Data records:
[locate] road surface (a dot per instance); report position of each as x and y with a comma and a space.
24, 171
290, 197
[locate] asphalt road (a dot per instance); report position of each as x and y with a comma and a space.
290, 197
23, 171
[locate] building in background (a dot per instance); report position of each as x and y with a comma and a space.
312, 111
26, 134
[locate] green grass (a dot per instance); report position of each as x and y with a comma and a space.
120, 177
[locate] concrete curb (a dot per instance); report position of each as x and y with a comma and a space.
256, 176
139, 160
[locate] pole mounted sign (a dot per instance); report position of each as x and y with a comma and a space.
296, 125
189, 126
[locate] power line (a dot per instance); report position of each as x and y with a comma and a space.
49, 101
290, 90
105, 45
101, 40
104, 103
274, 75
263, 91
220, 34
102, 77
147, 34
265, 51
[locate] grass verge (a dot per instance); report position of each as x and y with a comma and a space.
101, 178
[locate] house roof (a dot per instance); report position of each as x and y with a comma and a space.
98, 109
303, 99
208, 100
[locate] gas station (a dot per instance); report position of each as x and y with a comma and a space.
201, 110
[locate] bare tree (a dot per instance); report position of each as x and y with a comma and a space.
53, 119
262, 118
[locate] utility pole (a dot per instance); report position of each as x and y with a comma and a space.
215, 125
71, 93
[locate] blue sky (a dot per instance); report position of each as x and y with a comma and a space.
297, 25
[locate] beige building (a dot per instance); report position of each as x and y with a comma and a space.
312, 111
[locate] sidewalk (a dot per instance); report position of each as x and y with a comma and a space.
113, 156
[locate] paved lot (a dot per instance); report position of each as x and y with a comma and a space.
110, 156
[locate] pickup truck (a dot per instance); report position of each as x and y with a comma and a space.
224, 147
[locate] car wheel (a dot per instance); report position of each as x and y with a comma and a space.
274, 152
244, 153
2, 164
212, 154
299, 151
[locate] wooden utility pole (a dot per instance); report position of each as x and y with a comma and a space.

--

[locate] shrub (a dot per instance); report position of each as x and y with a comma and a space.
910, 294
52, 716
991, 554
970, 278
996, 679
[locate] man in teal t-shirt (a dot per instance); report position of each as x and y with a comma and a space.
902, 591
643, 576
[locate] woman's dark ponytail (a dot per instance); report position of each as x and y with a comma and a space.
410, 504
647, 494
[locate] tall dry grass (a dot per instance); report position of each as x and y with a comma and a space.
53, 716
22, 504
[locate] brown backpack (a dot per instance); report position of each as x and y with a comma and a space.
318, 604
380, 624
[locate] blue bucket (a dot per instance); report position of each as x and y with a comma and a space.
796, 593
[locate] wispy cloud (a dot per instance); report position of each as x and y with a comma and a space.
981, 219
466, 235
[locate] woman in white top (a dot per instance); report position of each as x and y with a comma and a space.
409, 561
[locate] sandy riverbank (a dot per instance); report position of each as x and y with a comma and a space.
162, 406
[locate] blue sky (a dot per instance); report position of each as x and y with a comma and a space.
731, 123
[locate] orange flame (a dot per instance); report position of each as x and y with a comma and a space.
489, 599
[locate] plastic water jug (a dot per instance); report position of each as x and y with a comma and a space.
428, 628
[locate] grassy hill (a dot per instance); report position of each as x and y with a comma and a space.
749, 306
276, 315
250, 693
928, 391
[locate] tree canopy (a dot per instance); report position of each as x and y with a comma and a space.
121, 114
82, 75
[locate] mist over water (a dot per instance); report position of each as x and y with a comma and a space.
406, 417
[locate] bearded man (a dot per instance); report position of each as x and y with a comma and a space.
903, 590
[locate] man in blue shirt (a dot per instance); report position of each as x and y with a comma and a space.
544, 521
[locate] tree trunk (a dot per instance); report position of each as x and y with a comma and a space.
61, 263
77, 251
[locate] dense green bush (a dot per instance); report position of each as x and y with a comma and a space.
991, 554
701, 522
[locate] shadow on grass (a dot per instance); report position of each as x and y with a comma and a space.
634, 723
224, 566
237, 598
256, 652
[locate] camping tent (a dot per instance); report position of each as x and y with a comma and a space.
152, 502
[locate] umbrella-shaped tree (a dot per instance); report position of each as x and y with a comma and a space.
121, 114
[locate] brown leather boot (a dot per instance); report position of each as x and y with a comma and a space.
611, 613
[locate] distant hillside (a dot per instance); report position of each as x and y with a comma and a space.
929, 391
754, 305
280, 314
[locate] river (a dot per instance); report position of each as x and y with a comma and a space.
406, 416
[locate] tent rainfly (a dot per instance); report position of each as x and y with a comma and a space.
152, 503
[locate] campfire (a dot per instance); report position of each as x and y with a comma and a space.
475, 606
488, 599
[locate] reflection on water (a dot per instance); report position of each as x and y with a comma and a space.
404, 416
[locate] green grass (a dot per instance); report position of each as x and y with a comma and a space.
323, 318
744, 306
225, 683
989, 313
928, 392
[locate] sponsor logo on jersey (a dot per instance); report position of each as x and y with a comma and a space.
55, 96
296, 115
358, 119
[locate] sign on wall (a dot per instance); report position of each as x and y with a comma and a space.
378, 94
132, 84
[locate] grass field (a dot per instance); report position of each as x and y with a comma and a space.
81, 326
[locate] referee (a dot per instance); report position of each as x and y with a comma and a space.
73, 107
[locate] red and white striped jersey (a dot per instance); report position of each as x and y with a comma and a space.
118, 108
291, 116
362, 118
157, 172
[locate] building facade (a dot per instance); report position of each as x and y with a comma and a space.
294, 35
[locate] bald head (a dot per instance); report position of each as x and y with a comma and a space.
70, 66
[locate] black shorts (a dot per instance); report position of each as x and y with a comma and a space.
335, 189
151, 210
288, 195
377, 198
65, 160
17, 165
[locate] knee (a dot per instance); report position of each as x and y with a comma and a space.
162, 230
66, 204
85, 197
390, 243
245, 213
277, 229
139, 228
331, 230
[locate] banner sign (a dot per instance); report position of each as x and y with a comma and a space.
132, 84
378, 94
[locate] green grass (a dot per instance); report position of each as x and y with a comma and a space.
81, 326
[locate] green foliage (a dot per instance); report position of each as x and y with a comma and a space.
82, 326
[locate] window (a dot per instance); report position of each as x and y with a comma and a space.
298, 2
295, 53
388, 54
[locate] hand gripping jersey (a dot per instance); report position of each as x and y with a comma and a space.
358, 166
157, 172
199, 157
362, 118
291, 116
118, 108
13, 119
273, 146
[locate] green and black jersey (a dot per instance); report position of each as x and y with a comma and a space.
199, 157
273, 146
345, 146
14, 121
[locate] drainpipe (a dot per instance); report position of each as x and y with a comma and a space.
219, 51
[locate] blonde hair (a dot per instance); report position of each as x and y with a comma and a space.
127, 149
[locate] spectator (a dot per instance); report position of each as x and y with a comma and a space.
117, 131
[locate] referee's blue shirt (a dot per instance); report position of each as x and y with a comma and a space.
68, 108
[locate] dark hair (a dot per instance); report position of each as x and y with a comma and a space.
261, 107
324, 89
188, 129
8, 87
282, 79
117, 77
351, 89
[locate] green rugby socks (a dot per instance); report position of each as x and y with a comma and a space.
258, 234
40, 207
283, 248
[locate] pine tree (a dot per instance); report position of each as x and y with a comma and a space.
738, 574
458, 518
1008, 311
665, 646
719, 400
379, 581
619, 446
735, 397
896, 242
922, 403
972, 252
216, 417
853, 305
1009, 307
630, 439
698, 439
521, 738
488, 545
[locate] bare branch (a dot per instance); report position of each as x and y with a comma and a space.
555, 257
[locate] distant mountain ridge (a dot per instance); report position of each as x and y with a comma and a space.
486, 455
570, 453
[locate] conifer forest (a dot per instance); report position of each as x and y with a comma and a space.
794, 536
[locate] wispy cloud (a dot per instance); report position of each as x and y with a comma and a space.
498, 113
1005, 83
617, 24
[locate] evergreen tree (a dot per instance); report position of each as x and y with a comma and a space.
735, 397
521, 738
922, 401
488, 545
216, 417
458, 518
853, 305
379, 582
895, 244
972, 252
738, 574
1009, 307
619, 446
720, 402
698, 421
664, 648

** TASK GOAL **
Copy out only the lines of the records above from the one with "[locate] paved lot" through the one with "[locate] wooden utility", exactly as they stand, both included.

** REPLY TO THE TASK **
[locate] paved lot (a dot per instance); report position of each as x and y with a comma and a space.
110, 156
[locate] pickup truck (a dot per instance); report position of each as x and y with a comma and a space.
224, 147
[locate] car wheel (a dot per instance); report position of each as x and y with a comma and a space.
274, 152
244, 153
2, 164
212, 154
299, 151
[locate] wooden utility pole (a dot per instance); report position of each as x and y with a comma and a space.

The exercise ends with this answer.